Required task: Decide whether each statement agrees with the text on questioning authority in Jewish tradition. Answer yes or no for each, and quote the words of the text that decide it. (a) Abraham argues with God over the fate of Sodom and Gemorah. (b) In the story of Achnai's oven, Rabbi Eliezer's colleagues side with him. (c) God reacts to Rabbi Joshua's reprimand with anger.

-- Start of Source text --

This spurred me to comment that in the Jewish world the great divide between groups of Jews hinged on a continuation of our long tradition of questioning authority, God, and the law (halachah). For a significant portion of the Jewish world, law and practice have become frozen in time for the past 200 years or so. I would call those who have allowed Jewish law to become ossified, “Chasidim.” It has fallen to Reform, Conservative and Modern Orthodox Jews to keep alive the dynamism of evolving halachah – each group with its own unique approaches. Key to the ongoing conversation regarding appropriate Jewish law and ethic is our tradition of asking questions.

It begins with Abraham. He argues with God over the fate of Sodom and Gemorah, getting God to agree that if 10 righteous people would be found, the cities would be spared. We get upset with Abraham when he fails to argue – as when God tells him to take Isaac to be sacrificed on Moriah. The tradition of arguing with God continues in the Talmud, the oral law. A great example is found in Baba Metzia 59b, the story of Achnai’s oven. In this tale, Rabbi Eliezer is arguing a point of law with his colleagues. All disagree with him so he invokes God and the heavens to support him. He calls for the stream to run backwards to confirm his rectitude, and the stream runs backward. After a number of wondrous demonstrations that God agrees with Rabbi Eliezer, Rabbi Joshua gets up and reprimands God for interfering in an issue being decided by the rabbis, saying that since Torah has been given it is up to humans to figure out what is correct, and the majority rules. It is later reported that God’s response was to laugh and say, “My children have defeated me.”

-- End of Source text --
-- Start of Record excerpts --

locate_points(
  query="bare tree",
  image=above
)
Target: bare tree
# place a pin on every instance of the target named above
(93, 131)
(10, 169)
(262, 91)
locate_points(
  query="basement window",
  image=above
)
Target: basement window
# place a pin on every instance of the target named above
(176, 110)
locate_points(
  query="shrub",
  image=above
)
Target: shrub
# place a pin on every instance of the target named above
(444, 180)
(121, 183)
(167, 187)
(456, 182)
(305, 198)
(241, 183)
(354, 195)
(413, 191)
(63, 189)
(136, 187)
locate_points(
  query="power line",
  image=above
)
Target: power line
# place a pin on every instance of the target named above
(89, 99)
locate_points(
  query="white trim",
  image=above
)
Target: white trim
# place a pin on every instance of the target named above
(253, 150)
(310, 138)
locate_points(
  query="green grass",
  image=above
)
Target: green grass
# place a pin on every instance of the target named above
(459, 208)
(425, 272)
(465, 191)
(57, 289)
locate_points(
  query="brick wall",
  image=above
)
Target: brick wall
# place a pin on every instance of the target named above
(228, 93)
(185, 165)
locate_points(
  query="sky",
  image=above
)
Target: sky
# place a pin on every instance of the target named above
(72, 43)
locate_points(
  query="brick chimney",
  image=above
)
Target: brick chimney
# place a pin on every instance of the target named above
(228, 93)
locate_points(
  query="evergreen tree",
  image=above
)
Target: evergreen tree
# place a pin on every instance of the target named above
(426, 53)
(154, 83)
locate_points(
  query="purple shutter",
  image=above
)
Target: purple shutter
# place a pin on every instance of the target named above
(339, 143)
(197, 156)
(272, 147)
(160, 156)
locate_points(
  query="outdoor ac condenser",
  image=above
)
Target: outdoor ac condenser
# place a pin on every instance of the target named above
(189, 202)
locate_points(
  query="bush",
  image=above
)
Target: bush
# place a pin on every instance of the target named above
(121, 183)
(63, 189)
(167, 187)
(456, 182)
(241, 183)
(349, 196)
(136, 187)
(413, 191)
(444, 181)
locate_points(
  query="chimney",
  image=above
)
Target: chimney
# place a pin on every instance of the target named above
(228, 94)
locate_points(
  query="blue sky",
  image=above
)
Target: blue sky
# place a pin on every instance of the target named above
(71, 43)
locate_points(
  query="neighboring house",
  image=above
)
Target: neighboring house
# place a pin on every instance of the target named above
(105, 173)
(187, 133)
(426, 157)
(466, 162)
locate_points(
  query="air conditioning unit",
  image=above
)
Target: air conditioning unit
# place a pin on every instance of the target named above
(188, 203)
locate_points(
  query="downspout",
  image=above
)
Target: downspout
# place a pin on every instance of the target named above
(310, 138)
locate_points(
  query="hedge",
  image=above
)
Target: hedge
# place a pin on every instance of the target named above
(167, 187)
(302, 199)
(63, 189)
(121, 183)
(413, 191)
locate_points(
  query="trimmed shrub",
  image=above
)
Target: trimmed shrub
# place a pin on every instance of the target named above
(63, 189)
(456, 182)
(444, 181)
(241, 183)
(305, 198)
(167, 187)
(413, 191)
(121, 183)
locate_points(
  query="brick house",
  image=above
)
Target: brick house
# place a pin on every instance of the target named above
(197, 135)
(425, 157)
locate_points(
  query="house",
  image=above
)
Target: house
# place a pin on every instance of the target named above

-- End of Record excerpts --

Worked solution:
(a) Yes: "He argues with God over the fate of Sodom and Gemorah"
(b) No: "All disagree with him"
(c) No: "God’s response was to laugh and say, “My children have defeated me.”"